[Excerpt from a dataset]
━━━━━━━━

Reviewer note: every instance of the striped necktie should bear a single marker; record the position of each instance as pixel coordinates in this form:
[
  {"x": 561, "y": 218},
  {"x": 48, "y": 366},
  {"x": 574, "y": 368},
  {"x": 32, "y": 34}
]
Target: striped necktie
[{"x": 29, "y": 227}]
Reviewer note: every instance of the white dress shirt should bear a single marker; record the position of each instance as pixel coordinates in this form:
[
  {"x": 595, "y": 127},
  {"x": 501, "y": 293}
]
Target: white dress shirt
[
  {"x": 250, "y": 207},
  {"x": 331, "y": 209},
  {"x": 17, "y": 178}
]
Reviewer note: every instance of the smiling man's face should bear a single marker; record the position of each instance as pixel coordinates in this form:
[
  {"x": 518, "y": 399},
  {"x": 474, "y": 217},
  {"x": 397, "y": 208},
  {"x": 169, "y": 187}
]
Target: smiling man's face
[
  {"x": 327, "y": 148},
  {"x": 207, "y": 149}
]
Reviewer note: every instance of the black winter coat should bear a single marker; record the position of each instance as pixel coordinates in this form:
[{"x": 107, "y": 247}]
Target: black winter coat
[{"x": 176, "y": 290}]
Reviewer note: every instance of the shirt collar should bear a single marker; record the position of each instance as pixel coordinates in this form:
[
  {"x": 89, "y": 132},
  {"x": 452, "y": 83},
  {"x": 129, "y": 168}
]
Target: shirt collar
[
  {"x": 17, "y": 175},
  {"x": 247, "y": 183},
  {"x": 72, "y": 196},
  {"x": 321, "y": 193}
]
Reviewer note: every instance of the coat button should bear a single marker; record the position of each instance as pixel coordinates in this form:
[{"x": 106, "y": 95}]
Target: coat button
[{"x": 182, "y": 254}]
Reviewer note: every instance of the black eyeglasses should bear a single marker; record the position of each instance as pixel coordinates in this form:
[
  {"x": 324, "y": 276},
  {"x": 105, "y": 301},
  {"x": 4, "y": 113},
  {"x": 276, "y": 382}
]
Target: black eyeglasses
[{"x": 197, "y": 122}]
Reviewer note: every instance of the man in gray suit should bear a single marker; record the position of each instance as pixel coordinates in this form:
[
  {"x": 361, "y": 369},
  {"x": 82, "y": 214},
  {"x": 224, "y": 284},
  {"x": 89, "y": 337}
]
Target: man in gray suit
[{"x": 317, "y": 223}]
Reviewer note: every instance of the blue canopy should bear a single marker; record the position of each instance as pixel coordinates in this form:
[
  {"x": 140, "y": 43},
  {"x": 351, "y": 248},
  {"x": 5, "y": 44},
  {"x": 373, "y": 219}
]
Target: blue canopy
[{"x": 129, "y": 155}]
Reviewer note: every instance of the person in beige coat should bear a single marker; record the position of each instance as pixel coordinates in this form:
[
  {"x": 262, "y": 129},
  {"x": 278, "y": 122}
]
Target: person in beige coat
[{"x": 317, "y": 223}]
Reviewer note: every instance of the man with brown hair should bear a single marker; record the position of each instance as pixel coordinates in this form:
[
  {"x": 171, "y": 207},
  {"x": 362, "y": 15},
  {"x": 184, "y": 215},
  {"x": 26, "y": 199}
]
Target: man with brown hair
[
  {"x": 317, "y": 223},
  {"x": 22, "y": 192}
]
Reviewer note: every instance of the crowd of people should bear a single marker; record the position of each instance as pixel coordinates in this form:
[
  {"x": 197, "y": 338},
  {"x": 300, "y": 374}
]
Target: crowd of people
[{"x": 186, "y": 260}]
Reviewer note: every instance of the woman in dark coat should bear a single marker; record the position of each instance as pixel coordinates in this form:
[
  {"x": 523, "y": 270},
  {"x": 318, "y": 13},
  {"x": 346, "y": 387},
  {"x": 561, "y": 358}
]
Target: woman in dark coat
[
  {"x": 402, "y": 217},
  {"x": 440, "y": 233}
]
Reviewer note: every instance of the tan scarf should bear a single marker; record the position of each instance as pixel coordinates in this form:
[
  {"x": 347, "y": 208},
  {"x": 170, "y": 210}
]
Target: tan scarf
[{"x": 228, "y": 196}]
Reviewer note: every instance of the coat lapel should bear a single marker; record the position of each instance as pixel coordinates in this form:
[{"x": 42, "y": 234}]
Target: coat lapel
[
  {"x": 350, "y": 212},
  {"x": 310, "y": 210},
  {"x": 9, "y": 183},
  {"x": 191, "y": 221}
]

━━━━━━━━

* AIM
Copy the records from the line containing "Reviewer note: every instance of the coat lapel" through the end of the records, including the requests. Scale every coordinate in the answers by 0.4 and round to whole numbers, with halves rounding up. Leave the numbers in the requests and their format samples unchanged.

* OUTPUT OF THE EXERCISE
Reviewer note: every instance of the coat lapel should bear a single marker; record the position of each instance as pixel coordinates in this form:
[{"x": 42, "y": 234}]
Target: coat lapel
[
  {"x": 140, "y": 85},
  {"x": 124, "y": 84},
  {"x": 4, "y": 73},
  {"x": 76, "y": 88}
]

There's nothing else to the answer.